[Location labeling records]
[START]

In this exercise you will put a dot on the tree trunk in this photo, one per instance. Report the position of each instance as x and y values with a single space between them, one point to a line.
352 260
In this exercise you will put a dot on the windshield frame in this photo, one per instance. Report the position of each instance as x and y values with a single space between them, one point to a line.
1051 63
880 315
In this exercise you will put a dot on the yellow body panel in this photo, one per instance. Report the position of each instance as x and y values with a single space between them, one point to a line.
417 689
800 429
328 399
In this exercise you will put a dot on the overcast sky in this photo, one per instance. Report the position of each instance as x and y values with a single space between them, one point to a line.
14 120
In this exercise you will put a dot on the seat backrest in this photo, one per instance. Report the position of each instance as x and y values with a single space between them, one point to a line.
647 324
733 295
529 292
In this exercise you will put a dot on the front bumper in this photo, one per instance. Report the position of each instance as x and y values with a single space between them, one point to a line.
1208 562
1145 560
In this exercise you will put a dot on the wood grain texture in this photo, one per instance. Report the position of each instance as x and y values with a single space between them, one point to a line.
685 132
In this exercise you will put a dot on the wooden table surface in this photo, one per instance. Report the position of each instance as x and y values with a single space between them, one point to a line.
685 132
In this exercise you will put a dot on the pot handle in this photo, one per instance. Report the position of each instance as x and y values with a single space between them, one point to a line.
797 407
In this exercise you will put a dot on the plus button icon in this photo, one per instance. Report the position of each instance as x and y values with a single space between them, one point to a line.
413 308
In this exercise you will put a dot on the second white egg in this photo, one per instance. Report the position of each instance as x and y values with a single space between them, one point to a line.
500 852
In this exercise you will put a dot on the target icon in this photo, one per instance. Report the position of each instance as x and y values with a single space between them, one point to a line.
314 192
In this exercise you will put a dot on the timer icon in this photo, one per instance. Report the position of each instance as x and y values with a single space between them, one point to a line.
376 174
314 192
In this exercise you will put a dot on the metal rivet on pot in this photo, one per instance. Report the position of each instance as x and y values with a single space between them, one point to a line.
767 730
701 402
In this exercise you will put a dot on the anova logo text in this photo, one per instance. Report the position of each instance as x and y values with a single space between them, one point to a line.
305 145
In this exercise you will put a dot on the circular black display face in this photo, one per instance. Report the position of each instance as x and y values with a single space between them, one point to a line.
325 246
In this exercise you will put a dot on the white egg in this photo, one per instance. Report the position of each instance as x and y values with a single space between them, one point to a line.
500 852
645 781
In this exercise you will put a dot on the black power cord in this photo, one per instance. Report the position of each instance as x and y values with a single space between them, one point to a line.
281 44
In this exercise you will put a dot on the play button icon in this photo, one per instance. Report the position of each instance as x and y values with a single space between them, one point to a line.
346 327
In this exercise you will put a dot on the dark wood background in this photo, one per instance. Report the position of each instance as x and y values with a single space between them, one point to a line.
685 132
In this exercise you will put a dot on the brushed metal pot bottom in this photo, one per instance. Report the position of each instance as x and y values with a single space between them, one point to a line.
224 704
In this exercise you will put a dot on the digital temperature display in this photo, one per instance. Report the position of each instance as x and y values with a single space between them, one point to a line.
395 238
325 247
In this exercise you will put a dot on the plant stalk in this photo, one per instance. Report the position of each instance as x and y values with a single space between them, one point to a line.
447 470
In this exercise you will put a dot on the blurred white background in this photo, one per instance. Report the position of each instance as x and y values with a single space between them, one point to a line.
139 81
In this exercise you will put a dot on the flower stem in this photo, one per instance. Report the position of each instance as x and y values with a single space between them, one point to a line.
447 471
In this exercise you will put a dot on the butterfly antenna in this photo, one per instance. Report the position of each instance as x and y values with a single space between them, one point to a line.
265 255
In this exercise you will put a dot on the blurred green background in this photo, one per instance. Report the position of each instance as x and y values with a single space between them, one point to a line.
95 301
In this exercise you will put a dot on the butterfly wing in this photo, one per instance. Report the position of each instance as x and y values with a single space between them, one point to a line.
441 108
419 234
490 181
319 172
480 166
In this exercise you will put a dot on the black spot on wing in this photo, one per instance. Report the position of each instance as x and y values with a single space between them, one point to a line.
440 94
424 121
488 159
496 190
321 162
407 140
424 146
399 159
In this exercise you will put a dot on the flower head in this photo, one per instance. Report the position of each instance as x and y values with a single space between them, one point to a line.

[END]

What you will do
Express every line of the listing as a JSON list of strings, one string per line, omitting blank lines.

Response below
[
  "In this exercise you will put a dot on the tree trunk in this photo, one per instance. Report the position of each instance as x and y values with a single space between them, one point to a line.",
  "352 260",
  "In this exercise you will put a dot on the windshield frame in this photo, one per instance. Report the position of each instance as x and y values with a single space between them, one point to a line.",
  "1051 63",
  "880 315",
  "In this exercise you will put a dot on the yellow body panel in this photo, one per instance. Report the position of each instance as x and y values with a single space between them, one point to a line.",
  "417 689",
  "800 429",
  "328 399",
  "In this exercise you will put a dot on the overcast sky in this photo, one per instance. Report the position of each instance as x and y values with a single space between them, one point to a line.",
  "14 120",
  "In this exercise you will put a dot on the seat backrest in this photo, one per instance. Report the position of each instance as x and y values with a single space between them, one point to a line.",
  "647 324",
  "733 295",
  "529 292",
  "In this exercise you will put a dot on the front bumper in this photo, one per instance. Report the position of each instance as x and y values with a single space between them, one point to a line.",
  "1208 562",
  "1145 560",
  "In this exercise you will put a dot on the wood grain texture in this photo, one per instance. Report the position of each instance as x and y values with a single space between them, one point to a line.",
  "685 132",
  "In this exercise you will put a dot on the wooden table surface in this photo, one per instance. Report the position of each instance as x and y values with a single space between them, one point to a line.",
  "685 132",
  "In this exercise you will put a dot on the pot handle in this photo, one per instance. Report the position of each instance as x and y values with a single space between them, one point to a line.",
  "797 407",
  "In this exercise you will put a dot on the plus button icon in this photo, one per instance. Report the position of each instance as x and y values with a single space between them, one point to a line.",
  "413 308",
  "In this exercise you will put a dot on the second white egg in this photo, one per instance. Report the position of each instance as x and y values with a single space between them, one point to a line.",
  "500 852",
  "In this exercise you will put a dot on the target icon in this photo, one per instance. Report the position of each instance as x and y values with a single space between them, one point to a line.",
  "314 192",
  "In this exercise you will put a dot on the timer icon in this photo, one per instance. Report the position of each instance as x and y values with a single space between them, one point to a line.",
  "376 174",
  "314 192",
  "In this exercise you will put a dot on the metal rivet on pot in this photo, one per instance. Report the position of each instance as x and y values with a single space between them, one point to a line.",
  "767 730",
  "701 402",
  "In this exercise you will put a dot on the anova logo text in this photo, one per instance. Report the position of each instance as x and y values with a single space between them, one point to a line.",
  "305 145",
  "In this exercise you will put a dot on the circular black display face in this photo, one per instance. Report the position of each instance as x and y values with a single space between them, one point to a line.",
  "325 246",
  "In this exercise you will put a dot on the white egg in this photo, one per instance. Report the position of each instance as x and y values with a single space between them, one point to a line.",
  "500 852",
  "645 781",
  "In this exercise you will put a dot on the black power cord in this photo, one per instance. Report the position of each instance as x and y values with a single space between them, one point to a line.",
  "281 44",
  "In this exercise you will put a dot on the play button icon in this photo, one per instance. Report the position of each instance as x and y values with a single space between them, one point to a line.",
  "346 327",
  "In this exercise you will put a dot on the dark wood background in this photo, one per instance. Report the position of each instance as x and y values with a single space between them, one point to a line.",
  "685 132",
  "In this exercise you will put a dot on the brushed metal pot bottom in this photo, one per instance. Report the position of each instance as x and y values with a single space between them, one point to a line.",
  "224 704",
  "In this exercise you will put a dot on the digital temperature display in this photo, one per instance. Report the position of each instance as x and y values with a single space between them, one point to a line.",
  "395 238",
  "325 247",
  "In this exercise you will put a dot on the plant stalk in this photo, one per instance. Report the position of each instance as x and y values with a single space between them, one point to a line.",
  "447 470",
  "In this exercise you will put a dot on the blurred white background in this photo, one per instance. Report the position of each instance as x and y values with a single space between them, one point to a line.",
  "139 81",
  "In this exercise you will put a dot on the flower stem in this photo, one per instance. Report the position of each instance as x and y values with a single space between them, one point to a line.",
  "447 471",
  "In this exercise you will put a dot on the butterfly antenna in this photo, one per instance. Report the position of each instance as x and y values with a single space between them, one point to a line.",
  "265 255",
  "In this exercise you will put a dot on the blurred green background in this photo, one per instance. Report the position of each instance as x and y values with a single space between them, one point to a line.",
  "95 301",
  "In this exercise you will put a dot on the butterfly wing in this photo, one per instance. Report the position of each instance as x and y values with a single space between them, one point to a line.",
  "441 108",
  "419 234",
  "490 181",
  "319 172",
  "480 166",
  "In this exercise you will put a dot on the black spot on wing in this photo, one per instance. Report the position of each instance as x and y values with a single space between them, one point to a line.",
  "440 94",
  "424 121",
  "488 159",
  "496 190",
  "321 162",
  "407 140",
  "424 146",
  "399 159",
  "In this exercise you will put a dot on the flower head in this photo, one per instance. Report the position of each instance as x and y values with a single space between them, one point to a line."
]